Required work:
All lines of the records below that contain the word "microphone" must be listed.

Records shown:
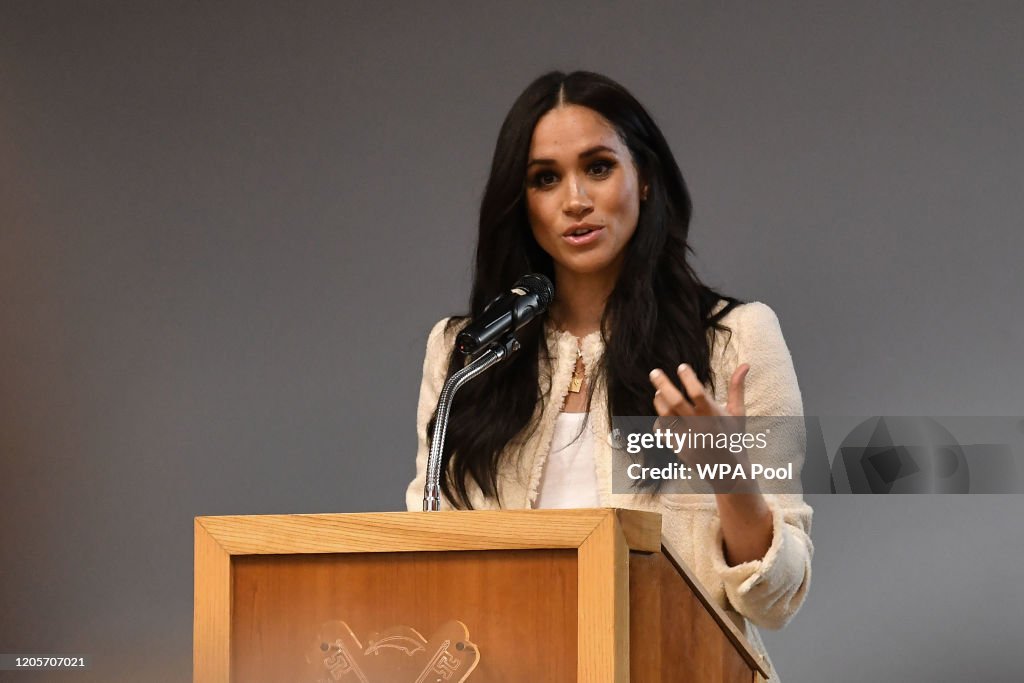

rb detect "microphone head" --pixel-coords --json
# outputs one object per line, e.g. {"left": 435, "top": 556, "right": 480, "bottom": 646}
{"left": 455, "top": 273, "right": 554, "bottom": 355}
{"left": 513, "top": 273, "right": 554, "bottom": 308}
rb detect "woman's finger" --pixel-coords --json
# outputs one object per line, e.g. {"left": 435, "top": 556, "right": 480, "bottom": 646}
{"left": 648, "top": 369, "right": 694, "bottom": 416}
{"left": 652, "top": 389, "right": 671, "bottom": 416}
{"left": 726, "top": 363, "right": 750, "bottom": 417}
{"left": 676, "top": 363, "right": 715, "bottom": 415}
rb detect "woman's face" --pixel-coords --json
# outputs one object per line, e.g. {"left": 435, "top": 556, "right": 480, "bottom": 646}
{"left": 525, "top": 104, "right": 643, "bottom": 283}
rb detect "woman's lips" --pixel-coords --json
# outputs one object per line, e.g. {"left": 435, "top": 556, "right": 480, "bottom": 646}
{"left": 563, "top": 226, "right": 604, "bottom": 246}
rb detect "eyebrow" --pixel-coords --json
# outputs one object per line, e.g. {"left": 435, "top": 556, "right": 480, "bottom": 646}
{"left": 526, "top": 145, "right": 617, "bottom": 169}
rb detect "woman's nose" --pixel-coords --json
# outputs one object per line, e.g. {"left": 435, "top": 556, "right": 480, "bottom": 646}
{"left": 563, "top": 176, "right": 593, "bottom": 217}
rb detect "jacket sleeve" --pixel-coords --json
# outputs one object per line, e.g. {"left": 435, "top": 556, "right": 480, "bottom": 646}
{"left": 405, "top": 318, "right": 456, "bottom": 512}
{"left": 708, "top": 302, "right": 814, "bottom": 630}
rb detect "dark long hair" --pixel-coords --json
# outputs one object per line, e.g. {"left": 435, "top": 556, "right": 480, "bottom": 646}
{"left": 431, "top": 71, "right": 739, "bottom": 508}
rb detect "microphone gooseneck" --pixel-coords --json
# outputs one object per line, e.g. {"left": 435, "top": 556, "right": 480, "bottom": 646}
{"left": 423, "top": 273, "right": 553, "bottom": 511}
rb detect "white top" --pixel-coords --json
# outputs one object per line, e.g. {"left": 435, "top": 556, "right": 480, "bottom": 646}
{"left": 532, "top": 412, "right": 600, "bottom": 509}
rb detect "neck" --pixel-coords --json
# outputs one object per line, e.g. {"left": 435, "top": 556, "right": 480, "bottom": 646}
{"left": 549, "top": 266, "right": 618, "bottom": 338}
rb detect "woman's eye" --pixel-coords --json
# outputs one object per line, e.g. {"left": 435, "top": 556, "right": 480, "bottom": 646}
{"left": 588, "top": 160, "right": 615, "bottom": 177}
{"left": 531, "top": 172, "right": 558, "bottom": 188}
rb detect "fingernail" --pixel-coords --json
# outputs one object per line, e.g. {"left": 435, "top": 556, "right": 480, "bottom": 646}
{"left": 678, "top": 363, "right": 689, "bottom": 373}
{"left": 649, "top": 369, "right": 661, "bottom": 380}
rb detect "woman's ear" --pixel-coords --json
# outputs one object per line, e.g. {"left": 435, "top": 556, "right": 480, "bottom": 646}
{"left": 640, "top": 182, "right": 650, "bottom": 201}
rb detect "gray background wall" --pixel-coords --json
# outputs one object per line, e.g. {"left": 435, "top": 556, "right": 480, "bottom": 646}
{"left": 2, "top": 2, "right": 1022, "bottom": 681}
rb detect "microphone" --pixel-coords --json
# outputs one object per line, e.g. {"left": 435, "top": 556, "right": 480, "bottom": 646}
{"left": 456, "top": 274, "right": 554, "bottom": 354}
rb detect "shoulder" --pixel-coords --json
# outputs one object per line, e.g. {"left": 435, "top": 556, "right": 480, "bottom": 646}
{"left": 714, "top": 301, "right": 790, "bottom": 359}
{"left": 711, "top": 301, "right": 802, "bottom": 415}
{"left": 425, "top": 317, "right": 453, "bottom": 352}
{"left": 424, "top": 317, "right": 467, "bottom": 357}
{"left": 717, "top": 300, "right": 783, "bottom": 334}
{"left": 421, "top": 317, "right": 471, "bottom": 384}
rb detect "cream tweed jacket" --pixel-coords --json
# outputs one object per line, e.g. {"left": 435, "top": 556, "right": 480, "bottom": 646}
{"left": 406, "top": 302, "right": 813, "bottom": 681}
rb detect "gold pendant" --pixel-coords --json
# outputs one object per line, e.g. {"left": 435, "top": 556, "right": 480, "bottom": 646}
{"left": 569, "top": 371, "right": 583, "bottom": 393}
{"left": 568, "top": 346, "right": 584, "bottom": 393}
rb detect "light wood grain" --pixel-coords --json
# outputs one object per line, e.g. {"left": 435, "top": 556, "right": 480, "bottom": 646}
{"left": 194, "top": 518, "right": 231, "bottom": 683}
{"left": 613, "top": 508, "right": 662, "bottom": 553}
{"left": 577, "top": 513, "right": 629, "bottom": 682}
{"left": 196, "top": 509, "right": 658, "bottom": 556}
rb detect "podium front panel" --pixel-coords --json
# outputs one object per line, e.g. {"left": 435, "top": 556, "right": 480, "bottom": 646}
{"left": 231, "top": 549, "right": 578, "bottom": 682}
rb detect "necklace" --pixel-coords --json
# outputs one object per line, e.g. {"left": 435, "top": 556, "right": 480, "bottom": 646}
{"left": 568, "top": 346, "right": 585, "bottom": 393}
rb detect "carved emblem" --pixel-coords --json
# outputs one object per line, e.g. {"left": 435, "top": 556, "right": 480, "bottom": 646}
{"left": 307, "top": 620, "right": 479, "bottom": 683}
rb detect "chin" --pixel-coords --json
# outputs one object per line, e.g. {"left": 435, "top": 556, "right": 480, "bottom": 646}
{"left": 555, "top": 254, "right": 619, "bottom": 277}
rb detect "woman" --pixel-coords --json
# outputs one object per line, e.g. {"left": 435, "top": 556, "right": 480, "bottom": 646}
{"left": 406, "top": 71, "right": 811, "bottom": 680}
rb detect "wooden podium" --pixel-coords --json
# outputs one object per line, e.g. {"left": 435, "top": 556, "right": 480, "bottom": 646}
{"left": 194, "top": 509, "right": 769, "bottom": 682}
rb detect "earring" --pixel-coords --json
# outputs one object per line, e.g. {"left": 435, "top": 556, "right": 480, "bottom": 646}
{"left": 641, "top": 185, "right": 649, "bottom": 201}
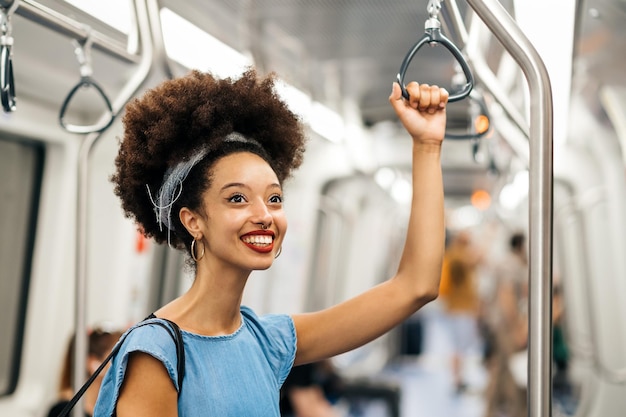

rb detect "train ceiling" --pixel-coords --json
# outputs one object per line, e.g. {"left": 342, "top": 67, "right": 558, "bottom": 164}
{"left": 8, "top": 0, "right": 626, "bottom": 199}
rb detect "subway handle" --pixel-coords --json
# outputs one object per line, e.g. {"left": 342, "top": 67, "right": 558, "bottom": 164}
{"left": 396, "top": 22, "right": 474, "bottom": 103}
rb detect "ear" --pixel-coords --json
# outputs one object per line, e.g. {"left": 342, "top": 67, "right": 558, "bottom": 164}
{"left": 179, "top": 207, "right": 204, "bottom": 238}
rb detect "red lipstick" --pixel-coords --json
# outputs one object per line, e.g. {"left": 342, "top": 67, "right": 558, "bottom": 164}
{"left": 241, "top": 230, "right": 275, "bottom": 253}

Expected output:
rb detect "microphone head" --pixel-coords --json
rb detect "microphone gooseneck" --pixel-coords --json
rb detect "microphone" --pixel-coords --json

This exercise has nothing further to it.